Excerpted text:
One of the main focal points of our research was to find out if people are including PDI as part of their open knowledge work. The question “Does your institution include personal demographic information for people who are still living as part of the open knowledge project work?” was designed so that respondents could select all the responses that applied: “Sex or gender,” “Ethnic group,” “Race,” “Sexual Orientation,” “We don’t include any of this information,” or “Other, please list.” There were eighty-four recorded answers in total. Twenty-two respondents (26 percent) indicated that they are including sex or gender, fifteen (18 percent) indicated that they are including ethnic group, and twelve (14 percent) indicated that they are including race. Four respondents (5 percent) are including sexual orientation, nineteen (22 percent) indicated that they do not include any of the demographic information listed, and twelve (14 percent) indicated that they include other kinds of demographic information not listed in our question.

We ran a variety of cross-tabulations for some of our survey questions to see if there was any statistical correlation between them. We did not find any statistical significance or relationships between the variables, but they do provide us an opportunity to look at relationships in terms of raw numbers. For instance, we ran a cross-tabulation comparing institution type to see if there was any connection or correlation between type of institution and whether or not it followed any policy pertaining to including personal demographic information. We were interested in seeing if similar institutions had policies or shared similar policies across the different GLAM institution types. The data showed that for the fifty-one total respondents that answered the question “Does your institution follow any policy or policies pertaining to the inclusion of personal demographic information (Sex or Gender, Ethnic Group, Race, Sexual Orientation, etc.) for people who are still living as part of the open knowledge work?,” twenty-six respondents were from academic libraries. Respondents from academic libraries accounted for seven (64 percent) of those that indicated that they had written policies, ten (53 percent) that had unwritten/informal policies, five (56 percent) that had both, and only four (33 percent) that indicated they had no policy (Table 1).

Recorded information:
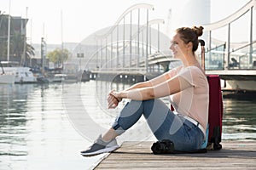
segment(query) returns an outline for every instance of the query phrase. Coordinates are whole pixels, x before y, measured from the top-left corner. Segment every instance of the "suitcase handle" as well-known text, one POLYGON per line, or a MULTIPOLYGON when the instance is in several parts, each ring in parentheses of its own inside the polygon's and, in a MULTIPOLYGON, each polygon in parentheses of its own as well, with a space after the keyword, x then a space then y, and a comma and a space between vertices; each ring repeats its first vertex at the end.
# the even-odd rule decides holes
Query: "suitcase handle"
POLYGON ((198 42, 201 44, 201 68, 203 69, 204 71, 206 71, 206 65, 205 65, 205 41, 203 41, 202 39, 199 39, 198 42))

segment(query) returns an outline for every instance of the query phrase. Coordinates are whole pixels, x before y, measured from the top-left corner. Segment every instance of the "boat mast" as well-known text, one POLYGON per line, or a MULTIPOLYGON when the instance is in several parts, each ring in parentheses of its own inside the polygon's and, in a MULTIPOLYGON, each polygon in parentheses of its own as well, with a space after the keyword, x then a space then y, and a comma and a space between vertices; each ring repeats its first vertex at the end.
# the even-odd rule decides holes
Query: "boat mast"
POLYGON ((11 7, 11 0, 9 0, 8 42, 7 42, 7 60, 8 61, 9 60, 10 7, 11 7))

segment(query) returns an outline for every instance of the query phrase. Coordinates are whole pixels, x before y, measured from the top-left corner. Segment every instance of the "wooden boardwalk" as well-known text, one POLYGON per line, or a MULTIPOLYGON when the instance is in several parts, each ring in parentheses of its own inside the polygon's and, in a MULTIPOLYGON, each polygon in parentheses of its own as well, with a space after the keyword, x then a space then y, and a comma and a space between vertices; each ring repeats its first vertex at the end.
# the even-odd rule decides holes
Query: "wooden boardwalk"
POLYGON ((153 142, 125 142, 95 169, 256 169, 256 141, 224 141, 207 153, 153 155, 153 142))

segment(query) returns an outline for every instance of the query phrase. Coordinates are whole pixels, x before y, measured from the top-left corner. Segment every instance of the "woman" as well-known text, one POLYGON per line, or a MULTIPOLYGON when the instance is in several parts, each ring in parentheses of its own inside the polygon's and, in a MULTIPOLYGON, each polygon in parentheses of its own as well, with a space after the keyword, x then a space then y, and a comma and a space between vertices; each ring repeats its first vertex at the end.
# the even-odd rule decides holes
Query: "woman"
POLYGON ((176 30, 171 50, 183 65, 150 81, 137 83, 121 92, 111 91, 108 108, 115 108, 122 99, 130 99, 112 128, 100 136, 82 156, 111 152, 119 146, 115 138, 134 125, 142 115, 158 140, 170 139, 175 150, 195 150, 205 139, 208 120, 209 92, 207 77, 195 52, 203 27, 176 30), (175 111, 159 98, 170 96, 175 111))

Aim of the exercise:
Please answer from the survey excerpt: how many respondents said their institution includes sex or gender in its open knowledge work?

Reply:
Twenty-two respondents (26 percent).